══ Data for analysis ══

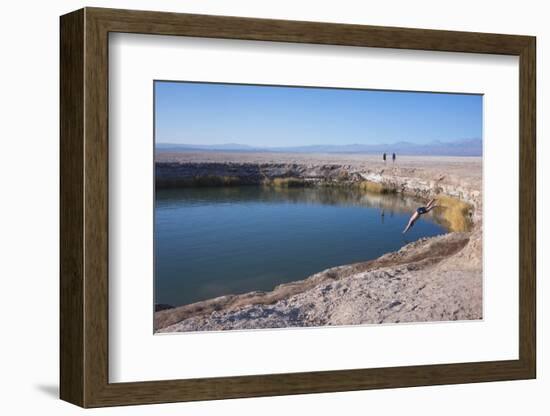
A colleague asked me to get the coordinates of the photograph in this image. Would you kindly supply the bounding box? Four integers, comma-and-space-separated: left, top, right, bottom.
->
153, 81, 483, 333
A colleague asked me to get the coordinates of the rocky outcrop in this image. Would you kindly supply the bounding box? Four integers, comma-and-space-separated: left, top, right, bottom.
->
155, 162, 362, 187
156, 153, 481, 216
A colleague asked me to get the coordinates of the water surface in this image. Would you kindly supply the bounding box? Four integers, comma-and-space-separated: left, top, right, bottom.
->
155, 186, 447, 307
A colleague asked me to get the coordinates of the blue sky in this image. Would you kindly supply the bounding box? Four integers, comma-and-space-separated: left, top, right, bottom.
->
154, 81, 482, 147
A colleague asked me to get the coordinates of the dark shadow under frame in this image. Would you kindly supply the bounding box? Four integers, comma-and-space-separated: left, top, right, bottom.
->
60, 7, 536, 408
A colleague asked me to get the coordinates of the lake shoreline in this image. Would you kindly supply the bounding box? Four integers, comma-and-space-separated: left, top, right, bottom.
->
154, 153, 482, 332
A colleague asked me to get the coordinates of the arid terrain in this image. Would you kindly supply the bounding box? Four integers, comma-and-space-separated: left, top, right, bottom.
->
154, 152, 482, 332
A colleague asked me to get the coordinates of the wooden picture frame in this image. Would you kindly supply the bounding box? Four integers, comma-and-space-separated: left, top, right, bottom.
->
60, 7, 536, 408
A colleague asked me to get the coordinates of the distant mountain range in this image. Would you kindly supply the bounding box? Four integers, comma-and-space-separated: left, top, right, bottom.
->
156, 138, 482, 156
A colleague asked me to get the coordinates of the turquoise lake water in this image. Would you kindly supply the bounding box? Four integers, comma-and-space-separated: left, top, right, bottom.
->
155, 186, 447, 307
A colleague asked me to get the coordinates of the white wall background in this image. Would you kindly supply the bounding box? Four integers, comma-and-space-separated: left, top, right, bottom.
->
0, 0, 545, 414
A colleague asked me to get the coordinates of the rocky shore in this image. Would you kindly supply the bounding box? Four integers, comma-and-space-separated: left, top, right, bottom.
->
154, 152, 482, 332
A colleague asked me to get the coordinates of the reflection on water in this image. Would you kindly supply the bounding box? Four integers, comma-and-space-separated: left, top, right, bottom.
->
155, 186, 447, 307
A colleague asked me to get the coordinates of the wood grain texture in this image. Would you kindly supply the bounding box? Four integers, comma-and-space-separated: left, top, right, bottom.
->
89, 7, 532, 54
59, 8, 84, 406
59, 7, 537, 408
83, 10, 110, 406
518, 38, 536, 376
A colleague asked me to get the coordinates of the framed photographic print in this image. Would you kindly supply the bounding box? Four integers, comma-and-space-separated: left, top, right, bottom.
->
60, 7, 536, 408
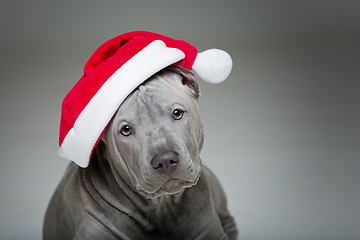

═══

▶ [Directions for this task]
The result should be an exact retyped version of all the entries above, containing no pictures.

▶ [Worked solution]
A colleague asked me to get the coordinates of the photograph in this image. Would you kindly supply the bounding box? Four integers, comma-and-space-separated: left, top, right, bottom.
->
153, 81, 483, 333
A colleague asked me to get the coordinates of the rocky outcrop in this image. Would you kindly supply the bounding box? Four integers, comma-and-space-separated: left, top, right, bottom.
->
155, 162, 362, 187
156, 153, 481, 216
A colleague asked me to get the coordinates of the water surface in this image. Would you kindly supply the bounding box? Four integers, comma-and-space-separated: left, top, right, bottom.
->
155, 186, 447, 307
A colleague asked me to get the coordinates of the blue sky in this image. Would you kindly supply the bounding box? Four integers, comma-and-space-separated: left, top, right, bottom.
->
154, 81, 482, 147
A colleague asked me to get the coordinates of the dark shadow under frame in this image. Would you kindly supply the bounding box? Four integers, comma-and-space-separated: left, top, right, bottom.
->
60, 7, 536, 408
A colleague asked me to get the coordinates of the lake shoreline in this image. Would you kindly supply the bounding box? Four integers, comma-and-space-separated: left, top, right, bottom.
->
154, 153, 482, 332
A colleague asked me to get the coordinates of the arid terrain in this image. Would you kindly supply the bounding box? Four integers, comma-and-space-separated: left, top, right, bottom.
->
154, 152, 482, 332
A colleague asked me to get the coordinates of the wooden picture frame in this image. Would you kindly supply the bounding box? Four integers, comma-and-space-separated: left, top, right, bottom.
->
60, 7, 536, 408
A colleague asked me to get the coordinates of the distant mountain range in this image. Would you kindly supply the bounding box? Four integers, comma-and-space-separated: left, top, right, bottom.
->
156, 138, 482, 156
A colleague asked me to get the coordinates of the turquoise lake water in this image. Would you kindly supply the bounding box? Four integers, comma-and-space-separated: left, top, right, bottom.
->
155, 186, 447, 307
A colleague asked me to get the coordinates of the white wall background in this image. Would you kindly supply the bounding box? Four integers, comma-and-space-separated: left, top, right, bottom.
->
0, 0, 545, 414
A colleague asked me to get the coordinates of the rocky shore in this image. Would you kindly supply the bounding box? Four integers, comma-and-space-separated: left, top, right, bottom.
->
154, 152, 482, 332
A colleague asked me to get the coordinates of the reflection on water in this image. Would you kindly supply the bounding box? Four integers, comma-and-space-separated: left, top, right, bottom.
->
155, 186, 447, 307
A colleague asked me to get the coordinates of the wood grain texture in this image. Would you kindly supply the bounding box? Four integers, comma-and-space-separated: left, top, right, bottom.
->
89, 7, 532, 54
59, 8, 84, 406
59, 7, 537, 408
83, 10, 110, 406
518, 38, 536, 376
A colleague asked me to get the coordinates of the framed photographic print in this image. Would you kindly supply the bounding box? Four integers, comma-and-space-separated: left, top, right, bottom.
->
60, 7, 536, 408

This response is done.